▸ **GIVEN EXERCISE**: Reproduce everything from the line containing "Guideline: the keypoint for each instance of the reflection" down to the final line of the rows below, including both of those lines and changing nothing.

----- STORED ROWS

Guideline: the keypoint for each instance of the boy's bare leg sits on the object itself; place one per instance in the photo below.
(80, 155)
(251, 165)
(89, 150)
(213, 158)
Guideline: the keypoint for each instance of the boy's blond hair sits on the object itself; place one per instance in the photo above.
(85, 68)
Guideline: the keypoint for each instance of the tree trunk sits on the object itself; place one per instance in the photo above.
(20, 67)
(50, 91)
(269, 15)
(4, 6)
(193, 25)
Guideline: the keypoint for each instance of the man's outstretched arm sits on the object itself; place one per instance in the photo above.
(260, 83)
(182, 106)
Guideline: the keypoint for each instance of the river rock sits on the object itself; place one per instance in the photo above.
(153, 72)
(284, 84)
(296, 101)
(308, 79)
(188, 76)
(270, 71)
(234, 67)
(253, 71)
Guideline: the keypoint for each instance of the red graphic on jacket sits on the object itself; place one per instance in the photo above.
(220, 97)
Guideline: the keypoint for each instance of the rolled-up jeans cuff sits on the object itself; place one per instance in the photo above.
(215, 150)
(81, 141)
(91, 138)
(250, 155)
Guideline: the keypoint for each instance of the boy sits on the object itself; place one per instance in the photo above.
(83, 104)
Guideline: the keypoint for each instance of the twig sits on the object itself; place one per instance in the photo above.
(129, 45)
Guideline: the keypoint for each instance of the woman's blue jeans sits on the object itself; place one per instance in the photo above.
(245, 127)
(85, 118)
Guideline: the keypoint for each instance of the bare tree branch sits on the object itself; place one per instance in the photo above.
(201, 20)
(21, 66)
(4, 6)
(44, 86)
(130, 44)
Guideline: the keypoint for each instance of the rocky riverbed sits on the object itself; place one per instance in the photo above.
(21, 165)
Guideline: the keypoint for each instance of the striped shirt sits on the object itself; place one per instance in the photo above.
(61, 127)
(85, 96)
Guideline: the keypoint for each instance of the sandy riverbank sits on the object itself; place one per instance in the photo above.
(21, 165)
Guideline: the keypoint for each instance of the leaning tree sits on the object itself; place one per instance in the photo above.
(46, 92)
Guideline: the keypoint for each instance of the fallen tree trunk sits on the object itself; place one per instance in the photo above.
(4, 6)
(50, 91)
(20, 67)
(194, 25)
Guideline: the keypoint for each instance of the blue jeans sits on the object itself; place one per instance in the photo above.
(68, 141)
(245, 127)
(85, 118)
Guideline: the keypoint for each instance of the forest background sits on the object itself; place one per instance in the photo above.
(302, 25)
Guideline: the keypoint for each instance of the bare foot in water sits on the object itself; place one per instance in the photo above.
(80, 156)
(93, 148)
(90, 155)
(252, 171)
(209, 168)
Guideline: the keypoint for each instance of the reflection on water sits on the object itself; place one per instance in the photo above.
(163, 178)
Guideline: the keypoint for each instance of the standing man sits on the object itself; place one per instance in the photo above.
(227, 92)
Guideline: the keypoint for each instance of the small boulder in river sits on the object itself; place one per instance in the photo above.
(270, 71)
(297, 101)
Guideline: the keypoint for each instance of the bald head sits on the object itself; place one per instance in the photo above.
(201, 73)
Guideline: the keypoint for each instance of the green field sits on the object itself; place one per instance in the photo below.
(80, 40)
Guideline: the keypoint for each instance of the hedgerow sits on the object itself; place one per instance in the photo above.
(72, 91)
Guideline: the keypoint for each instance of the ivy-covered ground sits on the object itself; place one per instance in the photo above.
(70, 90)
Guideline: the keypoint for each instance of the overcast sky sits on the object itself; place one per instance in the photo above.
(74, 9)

----------

▸ **RESPONSE**:
Guideline: the keypoint for each instance of the reflection on water sits on the object itself; place one per instance in the photo above.
(163, 178)
Guideline: the keypoint for each instance of the standing man sits on the object itself; place one per instance in the photo above.
(227, 92)
Guideline: the keypoint for each instance of the small boulder in river sits on the object itself; place one per instance in the photo above.
(270, 71)
(297, 101)
Guideline: the keypoint for each instance of the bald head sits on the object itself; place one per instance in the photo above.
(201, 73)
Guideline: the keypoint for each instance of the green field sits on the object itself; place one per instance in the photo below.
(80, 40)
Guideline: the keypoint for each instance of the hedgerow sits on the object itself; place one per instance in the photo above.
(72, 91)
Guideline: the keypoint for each instance of the ivy-covered ground sits on the object itself; place one per instance in the photo above.
(70, 90)
Guideline: the keypoint for each instance of the overcast sky sits on the object itself; place one per instance in the photo above.
(74, 9)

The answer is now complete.